# [Data to use]
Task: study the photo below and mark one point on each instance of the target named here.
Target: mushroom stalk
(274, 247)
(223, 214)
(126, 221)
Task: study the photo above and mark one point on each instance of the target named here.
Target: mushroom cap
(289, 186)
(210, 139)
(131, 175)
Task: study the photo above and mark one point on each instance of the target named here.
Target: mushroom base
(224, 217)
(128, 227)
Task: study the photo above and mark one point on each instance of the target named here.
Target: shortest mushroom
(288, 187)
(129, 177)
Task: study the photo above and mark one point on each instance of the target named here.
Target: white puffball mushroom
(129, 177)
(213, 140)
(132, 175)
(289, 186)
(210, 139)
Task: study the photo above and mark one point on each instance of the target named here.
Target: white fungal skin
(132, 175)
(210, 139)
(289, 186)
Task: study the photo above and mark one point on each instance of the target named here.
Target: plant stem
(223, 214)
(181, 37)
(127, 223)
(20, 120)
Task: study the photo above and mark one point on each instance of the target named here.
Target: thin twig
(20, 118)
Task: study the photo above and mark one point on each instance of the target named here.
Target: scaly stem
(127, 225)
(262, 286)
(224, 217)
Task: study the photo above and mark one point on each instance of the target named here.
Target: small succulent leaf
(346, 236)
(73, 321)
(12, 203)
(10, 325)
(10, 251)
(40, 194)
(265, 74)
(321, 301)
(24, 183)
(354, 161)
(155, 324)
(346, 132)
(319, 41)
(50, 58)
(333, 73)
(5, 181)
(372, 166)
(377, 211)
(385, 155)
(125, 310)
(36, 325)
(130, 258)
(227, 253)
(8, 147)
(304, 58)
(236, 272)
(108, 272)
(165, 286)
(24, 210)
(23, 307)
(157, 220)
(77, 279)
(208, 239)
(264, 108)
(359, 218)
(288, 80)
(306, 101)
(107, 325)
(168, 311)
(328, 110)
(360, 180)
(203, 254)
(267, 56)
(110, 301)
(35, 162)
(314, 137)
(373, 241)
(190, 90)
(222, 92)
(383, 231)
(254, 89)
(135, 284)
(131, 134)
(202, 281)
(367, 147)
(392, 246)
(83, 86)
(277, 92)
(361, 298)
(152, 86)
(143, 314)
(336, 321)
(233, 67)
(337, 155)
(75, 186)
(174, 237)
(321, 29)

# [Set exercise]
Transcribe every entry verbatim.

# [Solution to this exercise]
Task: study the photo below and mark one point on each instance of the target named here.
Target: mushroom stalk
(274, 247)
(223, 214)
(126, 221)
Task: study the photo above and mark one point on each instance of the target named here.
Target: mushroom cap
(289, 186)
(210, 139)
(131, 175)
Task: study the photo above and mark one point on each instance of the target named here.
Target: mushroom base
(224, 217)
(128, 227)
Task: study the photo above and mark one point on each instance of the target named here.
Target: shortest mushroom
(288, 187)
(129, 177)
Task: study the photo above and mark one point on each instance of the target named here.
Target: white puffball mushroom
(129, 177)
(213, 140)
(132, 175)
(289, 186)
(210, 139)
Task: study the photo above and mark one point on each instance of the target named here.
Target: white fungal skin
(132, 175)
(210, 139)
(289, 186)
Task: study the photo above and mark one point on each instance of the target named here.
Target: plant stem
(223, 214)
(181, 37)
(127, 223)
(20, 120)
Task: study the photo above and mark one point on each instance of the target named here.
Target: thin twig
(20, 118)
Task: study the photo above and mark one point on each instance of the target named here.
Target: scaly stem
(127, 225)
(262, 286)
(224, 217)
Task: study the photo above and mark one point on each instance of the target named here.
Target: small succulent leaf
(346, 236)
(73, 321)
(12, 203)
(10, 325)
(10, 251)
(40, 194)
(265, 74)
(321, 301)
(24, 183)
(354, 161)
(155, 324)
(346, 132)
(319, 41)
(50, 58)
(333, 73)
(5, 181)
(372, 166)
(377, 211)
(385, 155)
(125, 310)
(36, 325)
(130, 258)
(227, 253)
(8, 147)
(304, 58)
(236, 272)
(108, 272)
(165, 286)
(24, 210)
(23, 307)
(157, 220)
(77, 279)
(208, 239)
(264, 108)
(359, 218)
(288, 80)
(306, 101)
(107, 325)
(168, 311)
(328, 110)
(360, 180)
(203, 254)
(267, 56)
(110, 301)
(35, 162)
(314, 137)
(373, 241)
(190, 90)
(222, 92)
(383, 231)
(254, 89)
(135, 284)
(131, 134)
(202, 281)
(367, 147)
(392, 246)
(83, 86)
(277, 92)
(361, 298)
(152, 86)
(143, 314)
(336, 321)
(233, 67)
(337, 155)
(75, 186)
(174, 237)
(321, 29)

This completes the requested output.